→ **Data for processing**:
*** Begin section ***
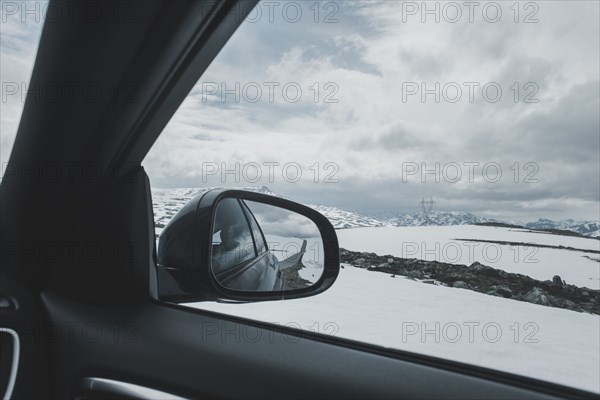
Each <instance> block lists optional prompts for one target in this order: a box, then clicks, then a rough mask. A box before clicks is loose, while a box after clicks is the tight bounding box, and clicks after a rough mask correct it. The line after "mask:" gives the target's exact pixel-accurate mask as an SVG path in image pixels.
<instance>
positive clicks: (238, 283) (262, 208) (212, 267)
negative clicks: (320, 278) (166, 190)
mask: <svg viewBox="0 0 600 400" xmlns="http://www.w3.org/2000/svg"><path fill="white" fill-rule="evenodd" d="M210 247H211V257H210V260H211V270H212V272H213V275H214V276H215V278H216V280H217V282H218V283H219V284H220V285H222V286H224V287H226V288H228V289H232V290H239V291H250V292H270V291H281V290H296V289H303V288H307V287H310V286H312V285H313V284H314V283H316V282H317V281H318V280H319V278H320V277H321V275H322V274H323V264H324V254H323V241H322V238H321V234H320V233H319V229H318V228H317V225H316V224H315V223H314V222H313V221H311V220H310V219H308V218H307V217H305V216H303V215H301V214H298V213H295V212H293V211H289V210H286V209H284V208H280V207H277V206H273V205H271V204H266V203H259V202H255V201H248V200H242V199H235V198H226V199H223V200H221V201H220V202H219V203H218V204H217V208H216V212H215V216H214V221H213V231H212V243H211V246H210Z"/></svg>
*** End section ***
Rewrite the lines of all the entries above as a numbered list, leaving out blank lines and the pictures.

1. Each <instance> block lists optional prompts for one target in this order: a box, then clicks, then a rough mask. A box before clicks is loose, while a box after clicks is the tight bounding box, and clicks after a rough mask correct it. The line after "mask:" gives the target's exact pixel-accurate mask as an SVG path in image pixels.
2. <instance>
3. positive clicks: (238, 283) (262, 208) (212, 267)
4. negative clicks: (320, 278) (166, 190)
5. mask: <svg viewBox="0 0 600 400" xmlns="http://www.w3.org/2000/svg"><path fill="white" fill-rule="evenodd" d="M210 247H211V257H210V260H211V270H212V272H213V275H214V276H215V278H216V280H217V282H218V283H219V284H220V285H222V286H224V287H226V288H228V289H232V290H239V291H250V292H270V291H281V290H296V289H303V288H307V287H310V286H312V285H313V284H314V283H316V282H317V281H318V280H319V278H320V277H321V275H322V274H323V264H324V254H323V241H322V238H321V234H320V233H319V229H318V228H317V225H316V224H315V223H314V222H313V221H311V220H310V219H308V218H307V217H305V216H303V215H301V214H298V213H295V212H293V211H289V210H286V209H284V208H280V207H277V206H273V205H271V204H266V203H259V202H255V201H248V200H242V199H235V198H226V199H223V200H221V201H220V202H219V203H218V204H217V208H216V212H215V216H214V221H213V231H212V243H211V246H210Z"/></svg>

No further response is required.